=== Zadania ===
1) Z której strony książki pochodzi cytat przytoczony na początku recenzji?
2) Proszę ocenić, czy poniższe stwierdzenia są zgodne z recenzją, i przy każdym przytoczyć rozstrzygające słowa tekstu: (a) w cytacie ludzie zostają nazwani zbyt ekspansywnymi; (b) osoby mówiące o „Luonto” szczegółowo opisywały fabułę; (c) o książce „Luonto” mówiło niewiele osób.

=== Fragment ===

● ● ● ●

Gniew Natury - Melissa Darwood "Luonto" - Recenzja
"To jest ostrzeżenie. Natura nie daje sobie z wami rady. Jesteście za ekspansywni, za chciwi i nienasyceni. Udajecie, że dostrzegacie problem, że robicie coś, by naprawić całe zło, które wyrządzacie. Ogłaszacie akcje typu dzień bez samochodu - prychnął. - Jeden dzień? Serio? Uspokajacie swoje sumienia działaniami, które nie są nawet ułamkiem jednego procenta tego, co powinniście zrobić, by życie na Ziemi przetrwało." - s. 29
Swego czasu o "Luonto" mówiło tak wiele osób, że nie sposób było nie wiedzieć o istnieniu tej książki. Co jednak charakterystyczne wszyscy bardzo oszczędnie opisywali fabułę i niezmiennie podkreślali, że w pewnym momencie było wielkie pufff! Nie wiem, czy twist fabularny to dobre określenie, bo emocje recenzentów był naprawdę duże. Zacznijmy jednak od początku.

● ● ● ●

=== Fragmenty wpisów ===
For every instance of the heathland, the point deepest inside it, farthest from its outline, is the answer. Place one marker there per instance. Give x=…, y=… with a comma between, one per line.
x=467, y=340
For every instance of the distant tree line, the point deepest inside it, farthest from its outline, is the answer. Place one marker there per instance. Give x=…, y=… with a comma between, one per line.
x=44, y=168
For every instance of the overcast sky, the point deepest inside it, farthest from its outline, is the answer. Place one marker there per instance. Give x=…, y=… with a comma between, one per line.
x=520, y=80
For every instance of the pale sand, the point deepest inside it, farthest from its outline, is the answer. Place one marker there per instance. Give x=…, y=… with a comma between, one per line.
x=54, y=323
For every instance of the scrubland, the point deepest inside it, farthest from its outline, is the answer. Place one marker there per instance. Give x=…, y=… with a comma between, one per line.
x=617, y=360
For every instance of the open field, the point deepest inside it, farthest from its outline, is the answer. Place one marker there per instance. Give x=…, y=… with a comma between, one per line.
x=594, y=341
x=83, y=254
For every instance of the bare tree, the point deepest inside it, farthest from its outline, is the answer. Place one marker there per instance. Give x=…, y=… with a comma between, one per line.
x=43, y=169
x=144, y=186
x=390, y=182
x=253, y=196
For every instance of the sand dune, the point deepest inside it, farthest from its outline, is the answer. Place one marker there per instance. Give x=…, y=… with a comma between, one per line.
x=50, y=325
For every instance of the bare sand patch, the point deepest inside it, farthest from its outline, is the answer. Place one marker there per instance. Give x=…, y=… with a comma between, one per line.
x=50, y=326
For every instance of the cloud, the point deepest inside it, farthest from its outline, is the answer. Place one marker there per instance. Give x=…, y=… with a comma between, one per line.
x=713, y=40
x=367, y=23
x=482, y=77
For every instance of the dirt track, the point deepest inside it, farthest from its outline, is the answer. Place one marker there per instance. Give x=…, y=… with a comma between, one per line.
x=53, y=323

● ● ● ●

=== Rozwiązania zadań ===
1) Ze strony 29.

2)
(a) Tak: „Jesteście za ekspansywni, za chciwi i nienasyceni.”
(b) Nie: „wszyscy bardzo oszczędnie opisywali fabułę”.
(c) Nie: „mówiło tak wiele osób, że nie sposób było nie wiedzieć o istnieniu tej książki”.